Records of labeled points:

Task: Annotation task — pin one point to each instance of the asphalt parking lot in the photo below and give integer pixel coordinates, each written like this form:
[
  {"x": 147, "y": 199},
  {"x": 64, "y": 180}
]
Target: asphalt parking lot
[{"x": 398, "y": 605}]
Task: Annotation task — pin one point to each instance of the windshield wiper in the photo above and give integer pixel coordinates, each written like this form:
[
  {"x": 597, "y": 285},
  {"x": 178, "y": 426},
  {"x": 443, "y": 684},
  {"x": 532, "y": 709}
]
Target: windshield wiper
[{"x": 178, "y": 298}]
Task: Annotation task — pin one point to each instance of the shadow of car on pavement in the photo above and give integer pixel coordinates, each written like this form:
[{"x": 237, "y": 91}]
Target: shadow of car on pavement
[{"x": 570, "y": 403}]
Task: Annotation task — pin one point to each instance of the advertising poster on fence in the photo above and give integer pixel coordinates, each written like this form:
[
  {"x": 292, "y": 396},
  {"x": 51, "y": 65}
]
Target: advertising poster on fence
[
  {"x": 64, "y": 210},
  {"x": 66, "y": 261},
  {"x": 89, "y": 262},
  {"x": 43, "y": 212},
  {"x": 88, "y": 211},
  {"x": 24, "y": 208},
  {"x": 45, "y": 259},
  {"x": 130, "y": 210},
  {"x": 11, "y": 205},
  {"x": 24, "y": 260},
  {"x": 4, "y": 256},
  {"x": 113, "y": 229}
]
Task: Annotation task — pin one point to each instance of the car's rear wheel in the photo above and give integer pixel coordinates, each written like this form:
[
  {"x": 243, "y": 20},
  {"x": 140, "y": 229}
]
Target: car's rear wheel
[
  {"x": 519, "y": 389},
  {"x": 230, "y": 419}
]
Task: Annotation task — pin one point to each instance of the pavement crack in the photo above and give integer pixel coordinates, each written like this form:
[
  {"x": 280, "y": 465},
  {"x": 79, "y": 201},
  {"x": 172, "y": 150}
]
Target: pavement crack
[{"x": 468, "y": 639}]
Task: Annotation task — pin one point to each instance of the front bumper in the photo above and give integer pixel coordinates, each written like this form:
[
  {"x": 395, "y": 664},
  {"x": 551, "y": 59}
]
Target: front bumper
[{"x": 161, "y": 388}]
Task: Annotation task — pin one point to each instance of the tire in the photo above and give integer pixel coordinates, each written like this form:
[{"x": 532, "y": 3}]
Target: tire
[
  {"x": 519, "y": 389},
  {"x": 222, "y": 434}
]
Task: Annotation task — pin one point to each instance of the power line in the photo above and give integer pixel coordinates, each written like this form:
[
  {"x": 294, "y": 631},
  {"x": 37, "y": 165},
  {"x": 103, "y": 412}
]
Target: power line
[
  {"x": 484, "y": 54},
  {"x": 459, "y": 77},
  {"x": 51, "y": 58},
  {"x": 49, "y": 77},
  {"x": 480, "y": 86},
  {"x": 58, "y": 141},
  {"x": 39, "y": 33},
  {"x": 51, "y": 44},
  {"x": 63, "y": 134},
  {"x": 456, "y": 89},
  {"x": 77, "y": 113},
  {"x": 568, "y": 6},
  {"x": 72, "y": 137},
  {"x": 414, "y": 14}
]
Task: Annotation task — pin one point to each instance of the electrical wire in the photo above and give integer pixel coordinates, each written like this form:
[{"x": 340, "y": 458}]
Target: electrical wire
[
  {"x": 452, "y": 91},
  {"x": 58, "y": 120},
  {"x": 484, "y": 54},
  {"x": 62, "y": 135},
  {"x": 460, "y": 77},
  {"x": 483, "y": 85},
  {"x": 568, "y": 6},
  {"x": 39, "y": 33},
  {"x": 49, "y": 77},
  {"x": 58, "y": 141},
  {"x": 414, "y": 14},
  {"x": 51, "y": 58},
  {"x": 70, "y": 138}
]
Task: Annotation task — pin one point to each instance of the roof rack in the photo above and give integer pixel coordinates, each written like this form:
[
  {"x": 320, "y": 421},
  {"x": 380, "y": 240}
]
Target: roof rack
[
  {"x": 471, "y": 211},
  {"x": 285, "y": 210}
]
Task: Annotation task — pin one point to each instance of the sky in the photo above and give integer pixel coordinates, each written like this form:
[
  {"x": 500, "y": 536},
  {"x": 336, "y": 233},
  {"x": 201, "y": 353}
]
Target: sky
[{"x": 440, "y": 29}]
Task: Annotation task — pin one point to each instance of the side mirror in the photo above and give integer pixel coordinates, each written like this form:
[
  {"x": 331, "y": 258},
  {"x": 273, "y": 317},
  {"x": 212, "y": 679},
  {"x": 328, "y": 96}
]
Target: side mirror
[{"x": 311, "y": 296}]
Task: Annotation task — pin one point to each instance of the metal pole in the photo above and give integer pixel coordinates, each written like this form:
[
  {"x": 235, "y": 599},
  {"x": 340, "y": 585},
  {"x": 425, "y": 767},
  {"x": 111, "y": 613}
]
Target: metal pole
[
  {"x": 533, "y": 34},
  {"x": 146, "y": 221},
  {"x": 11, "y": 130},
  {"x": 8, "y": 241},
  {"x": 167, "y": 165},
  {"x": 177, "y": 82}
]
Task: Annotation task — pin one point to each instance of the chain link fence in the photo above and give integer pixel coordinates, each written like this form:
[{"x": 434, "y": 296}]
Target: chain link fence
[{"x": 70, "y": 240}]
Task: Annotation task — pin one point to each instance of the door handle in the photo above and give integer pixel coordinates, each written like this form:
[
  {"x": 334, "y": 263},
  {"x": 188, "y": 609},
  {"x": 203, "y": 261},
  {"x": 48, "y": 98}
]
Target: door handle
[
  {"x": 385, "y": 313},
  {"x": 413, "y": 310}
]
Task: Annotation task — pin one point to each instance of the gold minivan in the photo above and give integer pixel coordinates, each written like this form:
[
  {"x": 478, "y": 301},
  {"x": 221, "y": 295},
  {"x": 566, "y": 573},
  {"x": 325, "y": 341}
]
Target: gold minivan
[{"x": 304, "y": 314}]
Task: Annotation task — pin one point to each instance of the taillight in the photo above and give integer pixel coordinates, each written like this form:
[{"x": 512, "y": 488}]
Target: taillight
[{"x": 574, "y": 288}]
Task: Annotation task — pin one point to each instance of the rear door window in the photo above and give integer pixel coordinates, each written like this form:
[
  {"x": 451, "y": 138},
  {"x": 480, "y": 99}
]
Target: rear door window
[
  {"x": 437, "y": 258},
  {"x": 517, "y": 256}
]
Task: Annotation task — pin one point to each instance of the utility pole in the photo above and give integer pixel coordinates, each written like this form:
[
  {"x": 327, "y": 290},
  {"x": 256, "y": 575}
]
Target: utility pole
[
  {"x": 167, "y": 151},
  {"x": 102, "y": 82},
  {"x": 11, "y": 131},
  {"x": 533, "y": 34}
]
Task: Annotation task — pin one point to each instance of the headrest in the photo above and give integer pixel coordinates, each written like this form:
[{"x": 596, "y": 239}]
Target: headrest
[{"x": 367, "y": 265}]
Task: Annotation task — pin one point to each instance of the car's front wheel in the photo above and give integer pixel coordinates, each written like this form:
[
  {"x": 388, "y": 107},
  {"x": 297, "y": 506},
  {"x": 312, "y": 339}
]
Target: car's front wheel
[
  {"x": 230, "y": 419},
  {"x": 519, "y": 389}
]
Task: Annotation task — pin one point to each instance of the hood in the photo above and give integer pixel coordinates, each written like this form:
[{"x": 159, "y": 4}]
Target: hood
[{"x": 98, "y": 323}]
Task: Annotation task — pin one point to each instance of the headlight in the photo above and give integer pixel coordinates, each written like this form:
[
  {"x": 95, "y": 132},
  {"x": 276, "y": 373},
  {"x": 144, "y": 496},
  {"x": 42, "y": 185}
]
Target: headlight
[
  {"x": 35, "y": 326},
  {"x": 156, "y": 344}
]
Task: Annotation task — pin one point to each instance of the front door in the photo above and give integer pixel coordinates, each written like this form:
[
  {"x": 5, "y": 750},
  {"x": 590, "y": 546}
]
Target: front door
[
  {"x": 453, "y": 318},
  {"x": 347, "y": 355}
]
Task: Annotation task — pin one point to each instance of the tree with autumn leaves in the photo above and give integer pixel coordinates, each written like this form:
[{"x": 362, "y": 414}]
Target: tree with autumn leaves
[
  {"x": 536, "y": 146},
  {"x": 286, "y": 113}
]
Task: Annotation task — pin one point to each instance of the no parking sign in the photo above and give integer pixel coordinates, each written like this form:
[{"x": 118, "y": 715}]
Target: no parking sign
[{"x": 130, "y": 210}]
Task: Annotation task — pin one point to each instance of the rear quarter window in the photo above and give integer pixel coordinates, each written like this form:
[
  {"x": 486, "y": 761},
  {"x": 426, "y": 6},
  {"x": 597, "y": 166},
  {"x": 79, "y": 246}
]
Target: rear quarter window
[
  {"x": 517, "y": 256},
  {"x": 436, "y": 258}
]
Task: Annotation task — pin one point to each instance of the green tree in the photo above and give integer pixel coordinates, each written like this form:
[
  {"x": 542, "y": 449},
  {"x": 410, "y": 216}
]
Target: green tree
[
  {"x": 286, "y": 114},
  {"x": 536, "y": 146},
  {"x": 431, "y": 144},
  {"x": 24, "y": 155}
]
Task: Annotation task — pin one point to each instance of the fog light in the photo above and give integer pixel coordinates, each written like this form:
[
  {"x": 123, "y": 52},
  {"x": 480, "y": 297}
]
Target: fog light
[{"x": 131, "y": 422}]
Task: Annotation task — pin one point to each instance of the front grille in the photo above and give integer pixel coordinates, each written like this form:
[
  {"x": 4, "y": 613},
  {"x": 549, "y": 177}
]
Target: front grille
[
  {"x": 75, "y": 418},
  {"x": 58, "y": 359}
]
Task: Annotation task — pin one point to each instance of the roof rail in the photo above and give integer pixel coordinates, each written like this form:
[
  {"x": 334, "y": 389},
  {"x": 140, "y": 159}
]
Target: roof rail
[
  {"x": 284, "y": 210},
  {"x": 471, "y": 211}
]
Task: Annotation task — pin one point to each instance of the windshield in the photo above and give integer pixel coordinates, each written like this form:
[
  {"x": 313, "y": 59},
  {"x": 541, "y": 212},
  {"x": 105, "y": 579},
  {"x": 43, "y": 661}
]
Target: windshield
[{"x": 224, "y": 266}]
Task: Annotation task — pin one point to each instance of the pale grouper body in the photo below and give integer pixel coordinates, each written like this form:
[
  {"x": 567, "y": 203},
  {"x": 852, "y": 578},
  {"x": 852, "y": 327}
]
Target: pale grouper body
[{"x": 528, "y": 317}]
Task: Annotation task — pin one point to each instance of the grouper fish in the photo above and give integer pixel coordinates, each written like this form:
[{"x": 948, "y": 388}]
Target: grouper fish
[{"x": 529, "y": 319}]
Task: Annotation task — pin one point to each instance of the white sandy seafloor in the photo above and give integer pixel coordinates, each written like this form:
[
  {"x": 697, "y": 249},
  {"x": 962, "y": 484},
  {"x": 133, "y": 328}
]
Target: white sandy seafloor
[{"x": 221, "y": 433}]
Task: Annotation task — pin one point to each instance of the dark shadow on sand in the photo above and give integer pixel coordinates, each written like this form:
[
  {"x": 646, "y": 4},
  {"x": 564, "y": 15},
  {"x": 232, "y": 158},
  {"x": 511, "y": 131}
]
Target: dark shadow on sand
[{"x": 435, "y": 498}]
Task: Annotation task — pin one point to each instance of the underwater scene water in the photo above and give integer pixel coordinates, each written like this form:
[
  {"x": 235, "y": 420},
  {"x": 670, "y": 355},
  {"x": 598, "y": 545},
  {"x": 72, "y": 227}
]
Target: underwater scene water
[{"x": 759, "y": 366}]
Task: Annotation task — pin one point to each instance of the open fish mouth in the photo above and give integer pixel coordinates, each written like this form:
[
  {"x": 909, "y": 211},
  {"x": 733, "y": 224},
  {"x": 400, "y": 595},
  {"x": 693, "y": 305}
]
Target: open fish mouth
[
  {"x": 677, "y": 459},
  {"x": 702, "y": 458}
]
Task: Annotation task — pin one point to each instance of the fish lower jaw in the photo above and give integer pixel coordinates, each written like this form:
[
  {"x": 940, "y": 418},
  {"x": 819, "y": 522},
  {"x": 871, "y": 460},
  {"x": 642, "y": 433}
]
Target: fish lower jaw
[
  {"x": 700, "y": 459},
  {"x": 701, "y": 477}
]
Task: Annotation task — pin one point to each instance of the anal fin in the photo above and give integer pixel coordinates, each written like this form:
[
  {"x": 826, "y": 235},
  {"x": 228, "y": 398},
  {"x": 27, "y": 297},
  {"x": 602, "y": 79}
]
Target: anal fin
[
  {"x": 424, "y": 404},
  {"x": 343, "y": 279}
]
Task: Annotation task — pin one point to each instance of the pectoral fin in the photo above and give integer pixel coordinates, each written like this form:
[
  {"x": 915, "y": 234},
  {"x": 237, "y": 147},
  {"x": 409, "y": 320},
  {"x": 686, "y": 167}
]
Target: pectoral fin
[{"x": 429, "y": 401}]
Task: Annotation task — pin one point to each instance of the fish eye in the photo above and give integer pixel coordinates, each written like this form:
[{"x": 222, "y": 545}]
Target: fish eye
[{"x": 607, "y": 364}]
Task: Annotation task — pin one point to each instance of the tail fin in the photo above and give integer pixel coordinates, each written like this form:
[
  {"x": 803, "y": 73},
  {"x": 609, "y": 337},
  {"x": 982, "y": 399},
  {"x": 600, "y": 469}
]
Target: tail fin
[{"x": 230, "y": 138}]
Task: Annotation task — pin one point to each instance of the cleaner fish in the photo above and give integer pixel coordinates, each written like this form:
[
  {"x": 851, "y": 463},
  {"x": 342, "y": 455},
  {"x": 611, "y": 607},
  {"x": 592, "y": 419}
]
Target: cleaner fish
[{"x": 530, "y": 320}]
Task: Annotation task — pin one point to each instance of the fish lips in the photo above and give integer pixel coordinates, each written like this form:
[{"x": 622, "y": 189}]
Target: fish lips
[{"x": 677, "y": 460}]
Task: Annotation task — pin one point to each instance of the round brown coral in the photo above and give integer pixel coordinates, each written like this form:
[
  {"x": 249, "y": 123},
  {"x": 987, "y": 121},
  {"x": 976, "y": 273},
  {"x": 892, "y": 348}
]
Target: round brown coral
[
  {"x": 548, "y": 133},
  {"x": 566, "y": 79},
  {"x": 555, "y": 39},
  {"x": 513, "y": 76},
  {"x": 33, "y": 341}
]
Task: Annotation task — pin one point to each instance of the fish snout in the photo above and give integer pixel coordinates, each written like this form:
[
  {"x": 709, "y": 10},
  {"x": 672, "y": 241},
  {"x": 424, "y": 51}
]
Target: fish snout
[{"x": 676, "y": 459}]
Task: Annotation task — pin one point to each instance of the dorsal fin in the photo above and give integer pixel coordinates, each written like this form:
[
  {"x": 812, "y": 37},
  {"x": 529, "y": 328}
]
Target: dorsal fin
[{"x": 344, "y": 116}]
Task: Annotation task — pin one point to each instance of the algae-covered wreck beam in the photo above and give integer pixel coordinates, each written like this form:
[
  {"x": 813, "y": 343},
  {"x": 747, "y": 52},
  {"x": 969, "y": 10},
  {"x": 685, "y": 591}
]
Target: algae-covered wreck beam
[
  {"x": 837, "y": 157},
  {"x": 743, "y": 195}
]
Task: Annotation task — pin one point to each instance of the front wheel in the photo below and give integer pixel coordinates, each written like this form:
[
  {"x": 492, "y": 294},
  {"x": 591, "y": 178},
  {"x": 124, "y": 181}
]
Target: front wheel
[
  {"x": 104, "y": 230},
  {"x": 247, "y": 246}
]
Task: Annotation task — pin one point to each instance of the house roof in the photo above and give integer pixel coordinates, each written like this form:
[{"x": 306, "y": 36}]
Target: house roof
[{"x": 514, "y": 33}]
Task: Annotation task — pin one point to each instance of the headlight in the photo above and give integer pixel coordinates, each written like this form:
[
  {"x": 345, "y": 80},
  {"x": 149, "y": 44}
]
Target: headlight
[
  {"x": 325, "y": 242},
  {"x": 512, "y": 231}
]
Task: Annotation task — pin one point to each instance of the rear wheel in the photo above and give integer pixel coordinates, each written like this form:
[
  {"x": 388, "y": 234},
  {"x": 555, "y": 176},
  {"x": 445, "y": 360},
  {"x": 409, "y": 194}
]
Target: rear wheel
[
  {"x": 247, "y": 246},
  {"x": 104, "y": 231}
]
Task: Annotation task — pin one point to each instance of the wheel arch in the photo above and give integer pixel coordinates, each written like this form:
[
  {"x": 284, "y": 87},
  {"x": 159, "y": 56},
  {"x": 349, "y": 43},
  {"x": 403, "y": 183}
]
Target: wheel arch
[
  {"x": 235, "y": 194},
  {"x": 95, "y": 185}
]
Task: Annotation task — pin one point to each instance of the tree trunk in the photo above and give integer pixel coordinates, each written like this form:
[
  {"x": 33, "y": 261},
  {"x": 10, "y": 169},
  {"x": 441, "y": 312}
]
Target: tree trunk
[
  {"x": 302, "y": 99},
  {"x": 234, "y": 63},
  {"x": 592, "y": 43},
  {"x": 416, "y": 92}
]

Work to be completed: Reproduce, word for word, only the lines from the one that contains "of the wheel" through the final line.

Response:
Task: Annotation task — pin one point to each instance of the wheel arch in the photo above and give integer pixel coordinates, each written like this form:
[
  {"x": 284, "y": 87},
  {"x": 159, "y": 56},
  {"x": 349, "y": 43},
  {"x": 403, "y": 183}
]
Target: wheel arch
[
  {"x": 235, "y": 194},
  {"x": 95, "y": 185}
]
Task: Annotation task — pin one point to each instance of the tree trunk in the photo above and give integer pixel coordinates, each written like this form:
[
  {"x": 33, "y": 261},
  {"x": 10, "y": 169},
  {"x": 441, "y": 312}
]
Target: tree trunk
[
  {"x": 302, "y": 99},
  {"x": 234, "y": 63},
  {"x": 592, "y": 43},
  {"x": 416, "y": 92}
]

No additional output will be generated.